* Text shown *

[start]

We don’t say no to food. 😉 Especially this kind.
Just like we have comforting soups in cooler months, we have healthy and refreshing dishes in warmer months. And this Jello Cake is no exception. It’s made with healthy, real food ingredients that you will feel good serving your family. No food dyes. No boxed ingredients (not naming names). This doesn’t even call for sugar. Okay, just a bit of maple syrup for the white layer but at least it has natural minerals.
Related: Alternative Natural Sweeteners
The colors red, white and blue deem this cake appropriate for all those patriotic holidays such as Memorial Day, Independence Day and Labor Day. And since those holidays are usually spent with friends and family, the ingredients in the recipe card makes for a generous amount. Enough to comfortably feed 20-24 people for dessert. It fills the entire bundt pan nearly to the brim. Feel free to split the ingredients for a smaller cake. You can even use any choice of pan (loaf pans would work great!).
Real Food Patriotic “Jello” Cake
This cake does take a bit of time as the layers have to be individually set before the next layer is poured. I did the first layer in the evening, then the coconut layer in the morning and finally the blueberry layer in the early afternoon and it was ready by dinner time that day. Gelatin takes about 2 hours to set so technically this can be made in 6 hours.
It can be stored in the refrigerator in an airtight container for up to a week. The berries do release some liquid so you don’t want to keep it much longer than that.

[end]

* Instruction 1 *
Name every holiday that the text about the patriotic jello cake mentions.
* Instruction 2 *
Extend the text about the patriotic jello cake, starting after its final sentence.

* Source material *
[start]

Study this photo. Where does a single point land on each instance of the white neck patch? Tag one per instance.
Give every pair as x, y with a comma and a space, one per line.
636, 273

[end]

* Response 1 *
Memorial Day, Independence Day, Labor Day

* Response 2 *
A truly nourishing dish, whether it be entree or dessert, truly starts with nourishing ingredients. Starting with the juices. I used 100% Cherry Juice and 100% Blueberry Juice, both from Trader Joe’s and do not have added sugar. I’m sure pomegranate juice would work just as well for the red layer and perhaps grape juice for the blue layer. Just be sure to check the ingredients for added sweeteners.
I love coconut milk from the same place (TJ’s) but you can also purchase this brand. Again, check the ingredient list for added gums and other junk. If using a standard 13.5 oz can of coconut milk, feel free to use it all or save a few tablespoons for a smoothie or another use (this recipe calls for 12 oz. or 1 1/2 cups of coconut milk).
Finally the gelatin. This cake would not be possible were in not for the gut-healing gelatin. Gone are the days when there was only one brand of grass-fed gelatin on the market. I have used Great Lakes for many years and love it – just make sure you get the red can. Perfect Supplements also makes great gelatin. Just make sure you get gelatin not collagen for this recipe. Sidenote: I love Perfect Supplements’ Collagen and put a scoop in my morning coffee daily. Another Sidenote: Knox is not grass-fed gelatin. A little goes a long way and gelatin has a long shelf life so buy good quality.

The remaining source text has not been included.